(Polygon annotations for photos)
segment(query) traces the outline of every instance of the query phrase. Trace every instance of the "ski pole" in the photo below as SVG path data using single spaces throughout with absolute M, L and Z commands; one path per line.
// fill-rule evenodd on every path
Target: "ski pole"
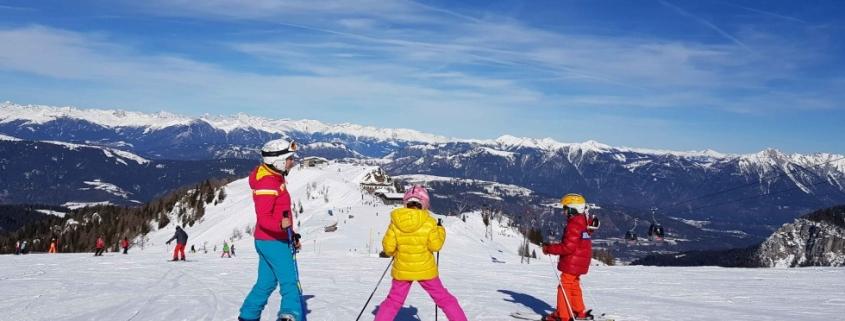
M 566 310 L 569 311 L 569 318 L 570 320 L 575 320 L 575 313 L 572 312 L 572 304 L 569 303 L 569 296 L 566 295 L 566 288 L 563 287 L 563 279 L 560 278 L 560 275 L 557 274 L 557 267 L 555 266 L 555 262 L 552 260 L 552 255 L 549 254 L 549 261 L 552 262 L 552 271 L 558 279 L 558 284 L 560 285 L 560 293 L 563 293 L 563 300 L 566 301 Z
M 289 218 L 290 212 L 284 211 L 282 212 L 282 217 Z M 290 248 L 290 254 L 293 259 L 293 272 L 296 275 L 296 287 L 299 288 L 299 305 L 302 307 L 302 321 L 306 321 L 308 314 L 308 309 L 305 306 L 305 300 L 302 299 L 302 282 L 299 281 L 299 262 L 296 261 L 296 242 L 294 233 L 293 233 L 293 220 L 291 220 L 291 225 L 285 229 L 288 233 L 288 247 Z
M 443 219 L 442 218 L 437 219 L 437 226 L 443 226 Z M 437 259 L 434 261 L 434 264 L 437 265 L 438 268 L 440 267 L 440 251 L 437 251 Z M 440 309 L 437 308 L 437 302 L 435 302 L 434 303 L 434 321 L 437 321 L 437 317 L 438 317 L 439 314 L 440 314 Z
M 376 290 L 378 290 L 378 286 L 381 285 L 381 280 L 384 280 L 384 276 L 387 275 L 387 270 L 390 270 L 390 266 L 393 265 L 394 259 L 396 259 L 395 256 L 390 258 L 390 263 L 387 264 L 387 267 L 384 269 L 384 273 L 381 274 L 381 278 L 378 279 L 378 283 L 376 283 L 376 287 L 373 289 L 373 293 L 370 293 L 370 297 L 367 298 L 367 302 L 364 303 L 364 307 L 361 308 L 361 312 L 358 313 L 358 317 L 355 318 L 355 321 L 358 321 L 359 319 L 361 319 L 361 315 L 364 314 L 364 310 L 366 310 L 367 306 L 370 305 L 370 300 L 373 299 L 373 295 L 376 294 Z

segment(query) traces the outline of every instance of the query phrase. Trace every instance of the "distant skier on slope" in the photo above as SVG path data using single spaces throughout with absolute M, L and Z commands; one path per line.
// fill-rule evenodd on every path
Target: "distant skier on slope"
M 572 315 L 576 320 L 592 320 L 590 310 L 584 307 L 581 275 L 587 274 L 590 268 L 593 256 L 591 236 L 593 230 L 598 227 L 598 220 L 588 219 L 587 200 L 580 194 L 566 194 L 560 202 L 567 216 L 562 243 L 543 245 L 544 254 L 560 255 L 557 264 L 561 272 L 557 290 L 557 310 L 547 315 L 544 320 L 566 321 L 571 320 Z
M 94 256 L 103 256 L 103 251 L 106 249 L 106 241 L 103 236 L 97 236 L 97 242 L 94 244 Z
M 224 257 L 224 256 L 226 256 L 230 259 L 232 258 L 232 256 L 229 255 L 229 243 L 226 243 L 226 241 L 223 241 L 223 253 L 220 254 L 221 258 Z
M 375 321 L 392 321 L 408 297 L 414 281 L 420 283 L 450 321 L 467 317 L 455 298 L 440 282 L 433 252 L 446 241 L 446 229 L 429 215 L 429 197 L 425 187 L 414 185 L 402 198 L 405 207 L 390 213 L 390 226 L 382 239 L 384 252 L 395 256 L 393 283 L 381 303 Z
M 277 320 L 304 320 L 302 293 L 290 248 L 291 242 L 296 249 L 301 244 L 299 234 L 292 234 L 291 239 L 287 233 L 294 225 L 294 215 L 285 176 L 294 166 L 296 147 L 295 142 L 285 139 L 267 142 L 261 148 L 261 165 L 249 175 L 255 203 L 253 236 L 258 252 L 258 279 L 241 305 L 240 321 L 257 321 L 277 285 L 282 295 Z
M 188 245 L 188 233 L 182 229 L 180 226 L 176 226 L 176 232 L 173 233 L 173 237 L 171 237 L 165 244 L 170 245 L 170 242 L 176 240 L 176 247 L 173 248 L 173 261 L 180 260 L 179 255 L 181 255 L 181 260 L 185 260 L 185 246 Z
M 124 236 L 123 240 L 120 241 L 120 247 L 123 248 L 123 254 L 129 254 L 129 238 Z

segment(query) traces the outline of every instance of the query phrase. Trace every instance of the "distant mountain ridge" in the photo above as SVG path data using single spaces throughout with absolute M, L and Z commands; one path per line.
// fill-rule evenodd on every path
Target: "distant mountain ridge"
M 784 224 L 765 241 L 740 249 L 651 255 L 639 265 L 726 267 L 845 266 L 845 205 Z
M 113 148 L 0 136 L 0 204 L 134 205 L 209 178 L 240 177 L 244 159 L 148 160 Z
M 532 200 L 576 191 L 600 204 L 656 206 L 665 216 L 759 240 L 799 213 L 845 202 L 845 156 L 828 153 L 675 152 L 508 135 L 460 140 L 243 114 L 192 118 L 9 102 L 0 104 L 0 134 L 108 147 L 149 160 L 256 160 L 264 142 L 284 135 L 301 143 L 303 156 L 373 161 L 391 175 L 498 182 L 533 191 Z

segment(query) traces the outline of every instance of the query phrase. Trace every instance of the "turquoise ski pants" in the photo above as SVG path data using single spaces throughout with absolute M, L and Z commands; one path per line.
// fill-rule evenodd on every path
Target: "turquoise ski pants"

Job: Retype the entire listing above line for line, leaving the pictures out.

Solution for this problem:
segment(query) traces the outline of every instance of the query phrase. Trace every instance of the "ski pole" in the photo below as SVG path data using single spaces throughout with absolute M, L and Z commands; one path per line.
// fill-rule evenodd on every path
Target: "ski pole"
M 566 310 L 569 311 L 569 318 L 570 320 L 575 320 L 575 313 L 572 312 L 572 304 L 569 303 L 569 296 L 566 295 L 566 288 L 563 287 L 563 279 L 560 278 L 560 275 L 557 274 L 557 267 L 555 266 L 555 262 L 552 260 L 552 255 L 549 254 L 549 261 L 552 262 L 552 271 L 558 279 L 558 284 L 560 285 L 560 293 L 563 293 L 563 300 L 566 301 Z
M 289 218 L 290 212 L 284 211 L 282 212 L 282 217 Z M 290 248 L 290 254 L 293 259 L 293 272 L 296 275 L 296 287 L 299 288 L 299 305 L 302 307 L 302 321 L 306 321 L 308 314 L 308 309 L 305 306 L 305 300 L 302 299 L 302 282 L 299 281 L 299 262 L 296 261 L 296 242 L 294 233 L 293 233 L 293 220 L 291 220 L 291 225 L 285 229 L 288 233 L 288 247 Z
M 443 219 L 442 218 L 437 219 L 437 226 L 443 226 Z M 437 259 L 434 261 L 434 264 L 437 265 L 438 268 L 440 267 L 440 251 L 437 251 Z M 440 309 L 437 308 L 437 302 L 435 302 L 434 303 L 434 321 L 437 321 L 437 317 L 438 317 L 439 314 L 440 314 Z
M 376 290 L 378 290 L 378 286 L 381 285 L 381 280 L 384 280 L 384 276 L 387 275 L 387 270 L 390 270 L 390 266 L 393 265 L 394 259 L 396 259 L 395 256 L 390 258 L 390 263 L 387 264 L 387 267 L 384 269 L 384 273 L 381 274 L 381 278 L 378 279 L 378 283 L 376 283 L 376 287 L 373 289 L 373 293 L 370 293 L 370 297 L 367 298 L 367 302 L 364 303 L 364 307 L 361 308 L 361 312 L 358 313 L 358 317 L 355 318 L 355 321 L 358 321 L 359 319 L 361 319 L 361 315 L 364 314 L 364 310 L 366 310 L 367 306 L 370 305 L 370 300 L 373 299 L 373 295 L 376 294 Z

segment(query) traces the outline of every instance of the query phrase. Trace every instance of the "distant skier on slope" in the photo above as SVG path data using single spaces throughout with absolute M, L and Z commands; one path per line.
// fill-rule evenodd on every path
Target: "distant skier on slope"
M 572 315 L 576 320 L 592 320 L 590 310 L 584 307 L 581 275 L 587 274 L 590 268 L 593 256 L 591 236 L 593 230 L 598 227 L 598 220 L 588 219 L 587 200 L 580 194 L 566 194 L 560 202 L 567 216 L 562 243 L 543 245 L 544 254 L 560 255 L 557 264 L 561 272 L 557 290 L 557 310 L 547 315 L 544 320 L 566 321 L 571 320 Z
M 94 256 L 103 256 L 103 251 L 106 249 L 106 241 L 103 236 L 97 236 L 97 242 L 94 244 Z
M 224 257 L 224 256 L 226 256 L 230 259 L 232 258 L 232 256 L 229 255 L 229 243 L 226 243 L 226 241 L 223 241 L 223 253 L 220 254 L 221 258 Z
M 375 321 L 392 321 L 408 297 L 414 281 L 420 283 L 450 321 L 467 317 L 455 298 L 440 282 L 433 252 L 446 241 L 446 229 L 429 215 L 429 197 L 425 187 L 414 185 L 402 198 L 405 207 L 390 213 L 390 226 L 382 239 L 384 252 L 395 256 L 393 283 L 381 303 Z
M 277 320 L 304 320 L 302 293 L 290 248 L 291 242 L 296 249 L 301 244 L 299 234 L 292 234 L 291 239 L 287 233 L 294 225 L 294 215 L 285 176 L 294 166 L 296 147 L 295 142 L 285 139 L 267 142 L 261 148 L 261 165 L 249 175 L 255 203 L 253 236 L 258 252 L 258 279 L 241 305 L 240 321 L 257 321 L 277 285 L 282 295 Z
M 188 245 L 188 233 L 182 229 L 180 226 L 176 226 L 176 232 L 173 233 L 173 237 L 171 237 L 165 244 L 170 245 L 170 242 L 176 240 L 176 247 L 173 248 L 173 261 L 180 260 L 179 255 L 181 255 L 181 260 L 185 260 L 185 246 Z
M 124 236 L 123 240 L 120 241 L 120 247 L 123 248 L 123 254 L 129 254 L 129 238 Z

segment(query) traces the outline of every instance of the query phrase. Trace every instance of the "distant mountain ridge" in the photo above as SVG path data using single spaces throughout with absolute M, L and Z commands; one path per line.
// fill-rule evenodd on every path
Target: "distant mountain ridge"
M 784 224 L 765 241 L 740 249 L 651 255 L 639 265 L 726 267 L 845 266 L 845 205 Z
M 113 148 L 0 136 L 0 204 L 134 205 L 209 178 L 240 177 L 244 159 L 148 160 Z
M 532 200 L 576 191 L 600 204 L 656 206 L 665 216 L 759 240 L 799 213 L 845 202 L 845 156 L 828 153 L 675 152 L 508 135 L 460 140 L 243 114 L 192 118 L 9 102 L 0 104 L 0 134 L 108 147 L 149 160 L 256 160 L 264 142 L 284 135 L 301 143 L 303 156 L 373 161 L 391 175 L 498 182 L 533 191 Z

segment(query) traces the outline of every instance of the query phrase. Trace every instance of the "turquoise ski pants" in the photo above as SVG path data using single spaces throughout with absolute M, L and Z commands; one path per line.
// fill-rule evenodd on every path
Target: "turquoise ski pants"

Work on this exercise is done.